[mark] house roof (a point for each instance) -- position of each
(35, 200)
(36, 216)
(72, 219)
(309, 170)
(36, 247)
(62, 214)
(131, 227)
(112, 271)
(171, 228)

[OBJECTIVE]: Reproduce all of the lines above, requests included, and multiply each coordinate in the answers by 1.15, rounding to whole numbers with halves rounded up.

[SOLUTION]:
[mark] house roof (a point for each instance) -- position of each
(40, 230)
(41, 248)
(83, 252)
(355, 196)
(41, 284)
(71, 246)
(151, 261)
(129, 312)
(197, 262)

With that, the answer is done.